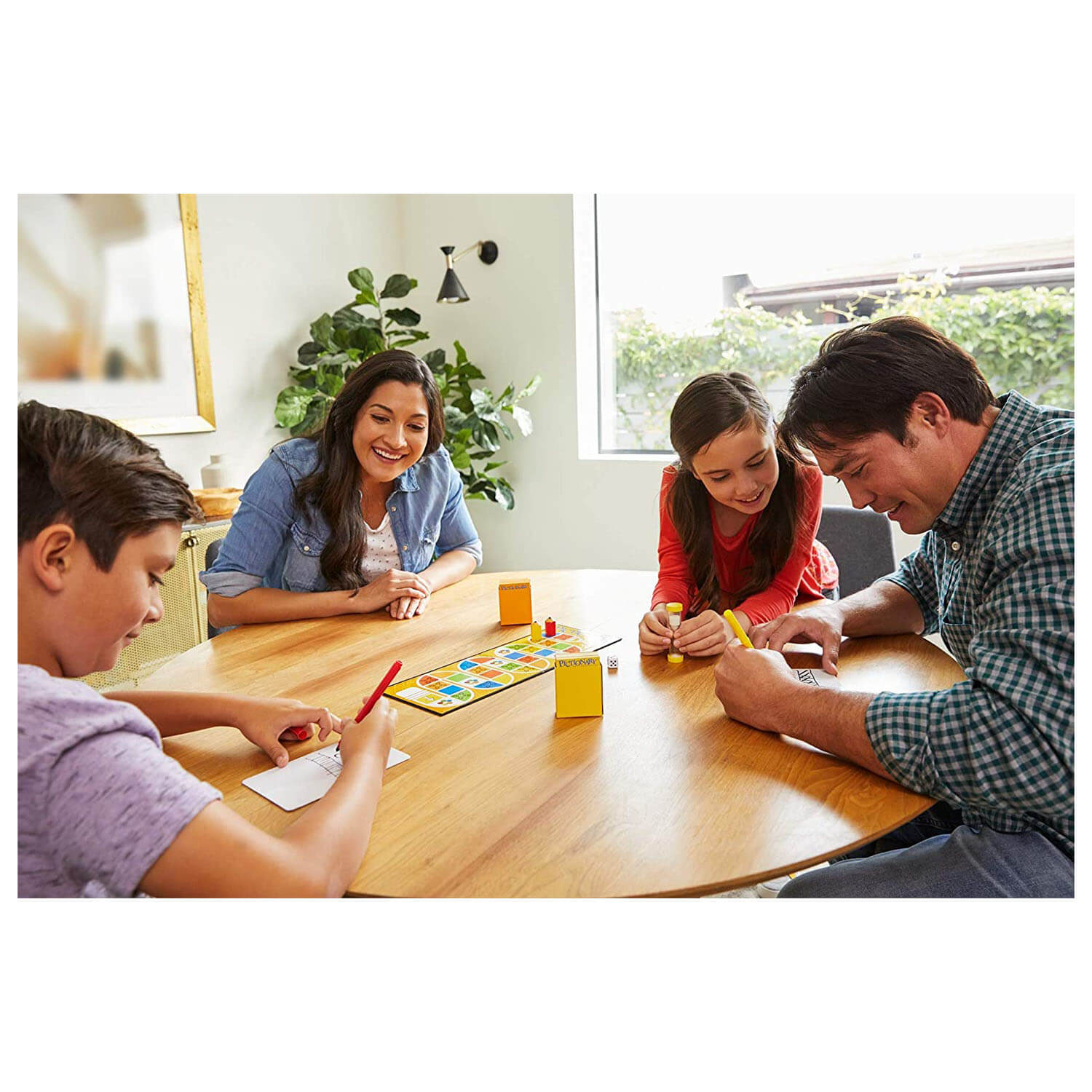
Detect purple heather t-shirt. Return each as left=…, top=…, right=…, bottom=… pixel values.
left=19, top=664, right=221, bottom=898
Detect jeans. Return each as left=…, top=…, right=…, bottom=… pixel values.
left=779, top=804, right=1074, bottom=899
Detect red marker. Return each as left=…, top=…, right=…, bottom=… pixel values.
left=334, top=660, right=402, bottom=755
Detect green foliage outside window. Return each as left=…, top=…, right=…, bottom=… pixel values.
left=614, top=277, right=1074, bottom=451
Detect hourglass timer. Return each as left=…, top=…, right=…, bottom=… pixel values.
left=664, top=603, right=683, bottom=664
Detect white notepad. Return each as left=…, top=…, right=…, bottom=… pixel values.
left=795, top=668, right=842, bottom=690
left=242, top=744, right=410, bottom=812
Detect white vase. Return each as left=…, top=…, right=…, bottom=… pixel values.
left=201, top=456, right=232, bottom=489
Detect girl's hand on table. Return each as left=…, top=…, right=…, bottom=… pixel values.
left=675, top=611, right=733, bottom=657
left=232, top=698, right=344, bottom=766
left=637, top=606, right=672, bottom=657
left=349, top=569, right=432, bottom=614
left=387, top=596, right=432, bottom=618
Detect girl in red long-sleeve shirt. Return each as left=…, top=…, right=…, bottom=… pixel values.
left=638, top=371, right=838, bottom=657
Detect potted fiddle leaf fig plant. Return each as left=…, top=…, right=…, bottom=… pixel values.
left=274, top=266, right=542, bottom=509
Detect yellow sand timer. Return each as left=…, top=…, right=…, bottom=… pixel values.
left=664, top=603, right=683, bottom=664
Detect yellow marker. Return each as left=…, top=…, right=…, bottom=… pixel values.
left=724, top=611, right=755, bottom=649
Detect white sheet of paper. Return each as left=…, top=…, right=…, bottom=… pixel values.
left=242, top=744, right=410, bottom=812
left=795, top=668, right=842, bottom=690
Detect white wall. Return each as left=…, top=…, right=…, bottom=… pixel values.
left=402, top=194, right=917, bottom=570
left=148, top=194, right=401, bottom=487
left=403, top=194, right=661, bottom=570
left=136, top=194, right=915, bottom=571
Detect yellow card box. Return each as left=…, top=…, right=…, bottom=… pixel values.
left=498, top=580, right=534, bottom=626
left=554, top=653, right=603, bottom=716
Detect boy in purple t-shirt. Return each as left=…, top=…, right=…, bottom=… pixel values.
left=19, top=402, right=397, bottom=895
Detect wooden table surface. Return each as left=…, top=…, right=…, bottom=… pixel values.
left=143, top=569, right=963, bottom=897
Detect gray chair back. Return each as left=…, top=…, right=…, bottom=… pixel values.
left=205, top=539, right=224, bottom=640
left=816, top=505, right=895, bottom=598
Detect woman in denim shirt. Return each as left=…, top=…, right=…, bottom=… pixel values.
left=201, top=349, right=482, bottom=626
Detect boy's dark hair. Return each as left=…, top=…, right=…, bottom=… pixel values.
left=19, top=402, right=205, bottom=571
left=780, top=314, right=997, bottom=454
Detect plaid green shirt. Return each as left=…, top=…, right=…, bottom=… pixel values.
left=865, top=391, right=1076, bottom=858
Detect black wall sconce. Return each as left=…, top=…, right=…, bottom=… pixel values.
left=436, top=240, right=497, bottom=304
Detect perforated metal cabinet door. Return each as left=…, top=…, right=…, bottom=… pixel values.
left=83, top=520, right=232, bottom=690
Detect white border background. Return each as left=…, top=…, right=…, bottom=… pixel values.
left=2, top=2, right=1088, bottom=1092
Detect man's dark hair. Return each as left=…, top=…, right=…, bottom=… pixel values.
left=19, top=402, right=203, bottom=571
left=780, top=314, right=997, bottom=456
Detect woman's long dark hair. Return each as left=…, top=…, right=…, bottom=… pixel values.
left=668, top=371, right=799, bottom=614
left=296, top=349, right=443, bottom=589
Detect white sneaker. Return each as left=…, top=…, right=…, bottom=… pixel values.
left=755, top=860, right=830, bottom=899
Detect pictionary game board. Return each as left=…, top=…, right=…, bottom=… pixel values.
left=384, top=622, right=622, bottom=716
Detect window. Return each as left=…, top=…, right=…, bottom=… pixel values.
left=593, top=194, right=1074, bottom=454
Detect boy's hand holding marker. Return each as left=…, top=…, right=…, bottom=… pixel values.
left=227, top=697, right=343, bottom=766
left=338, top=698, right=399, bottom=767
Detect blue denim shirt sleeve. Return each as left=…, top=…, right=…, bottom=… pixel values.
left=436, top=448, right=482, bottom=565
left=201, top=454, right=296, bottom=598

• _REQUIREMENTS_
Please rewrite everything from the line containing "Detect potted fiddle" down to the line containing "left=724, top=611, right=755, bottom=649", both included, as a Markdown table with the columns Row and Line. Number the rows and leave out any blank lines.

• _PROBLEM SOLUTION_
| Row | Line |
|---|---|
| 1 | Detect potted fiddle leaf fig plant. Return each as left=…, top=…, right=…, bottom=… pixel values. |
| 2 | left=274, top=266, right=542, bottom=509 |
| 3 | Detect yellow sand timer. Return each as left=…, top=…, right=…, bottom=… pixel values. |
| 4 | left=664, top=603, right=683, bottom=664 |
| 5 | Detect yellow marker. Return each as left=…, top=…, right=…, bottom=… pixel values. |
| 6 | left=724, top=611, right=755, bottom=649 |